> Énoncé a:
Dans l'extrait fourni :
(i) Qui a employé l'expression « séquence émotion » ?
(ii) Quelles activités en montagne Eddy Michause cite-t-il ?
(iii) Dans quelle ville La trace est-il situé ?

> Extrait fourni:
==========
Autre piège à éviter : celui de la « séquence émotion », expression employée par Gilbert Berlioz pour dénoncer des « coups » montés à la va-vite et dont la portée éducative est considérablement limitée par l'absence d'accompagnement au retour. Quel peut être le sentiment des jeunes qui retrouvent sans transition la réalité de leur quartier après avoir enchaîné des séjours dans les Alpes, en Mauritanie et en Corse ? « Les activités en montagne que nous proposons, comme le canyoning ou les randonnées VTT, ça n'est évidemment pas la vie. Il faut donc prévoir un suivi rapide et serré pour pouvoir transférer dans le quotidien les potentiels révélés lors de ces activités », confirme Eddy Michause, coordinateur de La trace, un centre d'accompagnement par le sport-aventure situé à Bruxelles.
==========
> Entrées fournies:
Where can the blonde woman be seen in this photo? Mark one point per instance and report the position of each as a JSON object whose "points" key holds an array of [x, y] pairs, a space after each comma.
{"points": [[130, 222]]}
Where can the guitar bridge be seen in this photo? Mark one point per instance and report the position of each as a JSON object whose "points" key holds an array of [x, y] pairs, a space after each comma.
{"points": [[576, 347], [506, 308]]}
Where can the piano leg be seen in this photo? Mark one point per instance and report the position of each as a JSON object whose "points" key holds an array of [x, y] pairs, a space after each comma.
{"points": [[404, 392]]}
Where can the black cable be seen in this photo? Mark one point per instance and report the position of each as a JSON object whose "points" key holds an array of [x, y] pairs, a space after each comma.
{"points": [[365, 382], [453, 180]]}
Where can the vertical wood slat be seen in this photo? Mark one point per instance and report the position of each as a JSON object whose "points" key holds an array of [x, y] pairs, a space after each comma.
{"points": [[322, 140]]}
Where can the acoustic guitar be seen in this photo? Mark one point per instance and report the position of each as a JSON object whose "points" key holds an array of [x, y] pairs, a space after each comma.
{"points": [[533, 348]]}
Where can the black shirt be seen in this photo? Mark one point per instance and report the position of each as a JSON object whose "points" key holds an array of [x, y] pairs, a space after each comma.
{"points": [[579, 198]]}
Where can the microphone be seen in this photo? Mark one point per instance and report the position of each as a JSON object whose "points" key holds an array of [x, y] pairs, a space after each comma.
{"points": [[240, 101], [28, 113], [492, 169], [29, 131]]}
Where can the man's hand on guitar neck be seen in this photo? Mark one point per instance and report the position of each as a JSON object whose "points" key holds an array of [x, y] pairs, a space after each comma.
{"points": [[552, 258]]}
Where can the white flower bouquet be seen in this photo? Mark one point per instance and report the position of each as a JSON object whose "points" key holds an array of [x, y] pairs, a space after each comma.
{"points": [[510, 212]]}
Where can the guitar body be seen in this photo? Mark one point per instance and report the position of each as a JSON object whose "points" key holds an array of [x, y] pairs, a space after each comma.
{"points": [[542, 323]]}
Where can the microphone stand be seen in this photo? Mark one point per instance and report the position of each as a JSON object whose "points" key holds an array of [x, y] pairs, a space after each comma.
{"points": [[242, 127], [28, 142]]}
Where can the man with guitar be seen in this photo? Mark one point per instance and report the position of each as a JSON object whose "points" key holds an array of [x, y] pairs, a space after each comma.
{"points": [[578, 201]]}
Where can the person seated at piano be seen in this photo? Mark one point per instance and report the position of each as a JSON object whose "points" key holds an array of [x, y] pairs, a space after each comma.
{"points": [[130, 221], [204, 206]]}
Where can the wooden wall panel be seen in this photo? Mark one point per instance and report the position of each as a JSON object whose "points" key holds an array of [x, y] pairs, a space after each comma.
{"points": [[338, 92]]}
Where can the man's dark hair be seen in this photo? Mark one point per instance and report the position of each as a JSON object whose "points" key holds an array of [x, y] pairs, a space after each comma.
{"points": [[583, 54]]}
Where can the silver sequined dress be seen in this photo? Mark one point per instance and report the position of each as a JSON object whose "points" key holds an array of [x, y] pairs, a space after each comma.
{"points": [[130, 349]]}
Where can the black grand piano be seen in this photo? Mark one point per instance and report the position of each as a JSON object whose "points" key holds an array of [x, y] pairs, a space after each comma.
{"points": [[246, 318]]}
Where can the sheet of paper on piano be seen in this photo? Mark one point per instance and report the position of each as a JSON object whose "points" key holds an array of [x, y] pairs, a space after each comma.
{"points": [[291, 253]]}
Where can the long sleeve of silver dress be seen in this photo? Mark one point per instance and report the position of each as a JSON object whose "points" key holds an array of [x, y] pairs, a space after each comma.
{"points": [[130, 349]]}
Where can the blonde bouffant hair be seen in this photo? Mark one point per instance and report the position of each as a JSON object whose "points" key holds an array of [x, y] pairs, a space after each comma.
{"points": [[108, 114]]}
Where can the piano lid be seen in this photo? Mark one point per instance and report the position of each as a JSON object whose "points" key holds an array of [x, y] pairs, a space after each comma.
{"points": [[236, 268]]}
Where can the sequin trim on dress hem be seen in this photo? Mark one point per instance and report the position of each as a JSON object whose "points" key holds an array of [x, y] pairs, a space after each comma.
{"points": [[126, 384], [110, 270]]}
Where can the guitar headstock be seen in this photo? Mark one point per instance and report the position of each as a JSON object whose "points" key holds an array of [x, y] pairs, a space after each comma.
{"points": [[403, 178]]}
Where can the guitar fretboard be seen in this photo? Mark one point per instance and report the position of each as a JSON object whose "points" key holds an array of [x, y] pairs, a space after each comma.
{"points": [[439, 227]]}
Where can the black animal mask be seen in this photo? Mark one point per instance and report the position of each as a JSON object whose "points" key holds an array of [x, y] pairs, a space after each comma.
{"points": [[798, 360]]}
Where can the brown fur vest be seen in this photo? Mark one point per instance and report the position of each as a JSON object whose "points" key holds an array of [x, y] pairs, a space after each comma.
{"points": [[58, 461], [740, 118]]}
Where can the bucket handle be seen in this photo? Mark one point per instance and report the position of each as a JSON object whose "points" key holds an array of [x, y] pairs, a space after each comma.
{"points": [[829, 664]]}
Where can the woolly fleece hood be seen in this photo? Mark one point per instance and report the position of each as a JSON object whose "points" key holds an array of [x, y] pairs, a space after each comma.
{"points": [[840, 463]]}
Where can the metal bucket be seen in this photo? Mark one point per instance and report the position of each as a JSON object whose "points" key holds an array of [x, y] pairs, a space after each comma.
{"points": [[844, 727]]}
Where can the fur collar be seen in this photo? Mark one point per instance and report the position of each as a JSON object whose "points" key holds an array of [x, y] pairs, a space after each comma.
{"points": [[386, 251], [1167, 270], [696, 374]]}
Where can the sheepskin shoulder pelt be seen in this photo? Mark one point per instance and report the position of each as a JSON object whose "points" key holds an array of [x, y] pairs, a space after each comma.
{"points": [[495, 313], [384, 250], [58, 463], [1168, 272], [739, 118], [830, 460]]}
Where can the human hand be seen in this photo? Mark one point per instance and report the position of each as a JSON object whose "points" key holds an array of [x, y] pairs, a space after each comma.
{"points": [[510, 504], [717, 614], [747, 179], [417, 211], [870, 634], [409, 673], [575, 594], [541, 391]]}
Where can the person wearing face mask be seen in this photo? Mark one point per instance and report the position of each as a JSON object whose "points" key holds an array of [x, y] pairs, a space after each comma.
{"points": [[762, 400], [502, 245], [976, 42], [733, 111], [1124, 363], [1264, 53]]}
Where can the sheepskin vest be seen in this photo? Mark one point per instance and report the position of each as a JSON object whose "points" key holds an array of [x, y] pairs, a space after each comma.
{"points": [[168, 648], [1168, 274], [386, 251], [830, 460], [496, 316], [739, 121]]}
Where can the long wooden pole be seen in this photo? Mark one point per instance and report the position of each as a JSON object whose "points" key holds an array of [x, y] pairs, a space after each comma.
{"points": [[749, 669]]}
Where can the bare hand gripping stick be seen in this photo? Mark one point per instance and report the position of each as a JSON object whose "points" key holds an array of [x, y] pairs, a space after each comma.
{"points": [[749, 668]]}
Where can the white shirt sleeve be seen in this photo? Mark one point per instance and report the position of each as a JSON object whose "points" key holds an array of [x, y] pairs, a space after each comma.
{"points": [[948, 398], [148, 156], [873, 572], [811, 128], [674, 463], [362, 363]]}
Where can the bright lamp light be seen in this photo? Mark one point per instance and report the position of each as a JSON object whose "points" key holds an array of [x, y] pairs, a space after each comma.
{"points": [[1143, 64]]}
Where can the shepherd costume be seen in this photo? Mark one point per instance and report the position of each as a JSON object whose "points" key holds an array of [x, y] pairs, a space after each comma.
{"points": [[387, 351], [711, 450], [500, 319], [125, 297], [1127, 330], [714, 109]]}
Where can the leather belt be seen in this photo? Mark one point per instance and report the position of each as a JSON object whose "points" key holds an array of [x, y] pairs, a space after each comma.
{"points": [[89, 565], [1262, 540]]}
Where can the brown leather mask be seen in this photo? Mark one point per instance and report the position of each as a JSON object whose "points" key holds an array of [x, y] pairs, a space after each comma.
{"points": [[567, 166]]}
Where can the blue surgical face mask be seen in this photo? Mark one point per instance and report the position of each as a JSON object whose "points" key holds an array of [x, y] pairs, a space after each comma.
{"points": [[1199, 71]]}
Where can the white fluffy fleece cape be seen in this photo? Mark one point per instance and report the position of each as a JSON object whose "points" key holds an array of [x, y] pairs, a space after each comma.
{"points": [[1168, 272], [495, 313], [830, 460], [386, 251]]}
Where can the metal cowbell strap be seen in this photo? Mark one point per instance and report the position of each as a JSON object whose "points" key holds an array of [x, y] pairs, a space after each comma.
==========
> Énoncé b:
Pouvez-vous mettre à l'échelle les entrées, de la ligne contenant « Where can the brown leather » jusqu'à la fin des entrées incluse, en les recopiant seules avec les consignes ? Multipliez par 1,35 chaque coordonnée figurant dans les réponses, puis arrondissez à l'entier le plus proche, les demis étant arrondis vers le haut.

> Corrigé a:
(i) Gilbert Berlioz.
(ii) Le canyoning et les randonnées VTT.
(iii) À Bruxelles.

> Corrigé b:
Where can the brown leather mask be seen in this photo? Mark one point per instance and report the position of each as a JSON object whose "points" key holds an array of [x, y] pairs, a space after each comma.
{"points": [[765, 224]]}
Where can the blue surgical face mask be seen in this photo? Mark one point per instance and report the position of each as a JSON object whose "points" key holds an array of [x, y] pairs, a space after each comma.
{"points": [[1619, 96]]}
Where can the white fluffy fleece cape be seen in this photo? Mark one point per instance and report the position of each as a JSON object whose "points" key holds an array of [x, y] pairs, a space after each comma.
{"points": [[1577, 367], [668, 423], [1121, 621], [521, 339]]}
Where can the metal cowbell strap be seen in this photo? Mark one point per instance and report the position of each as a JSON object whose "points" key holds an array of [x, y] pairs, a space after each comma.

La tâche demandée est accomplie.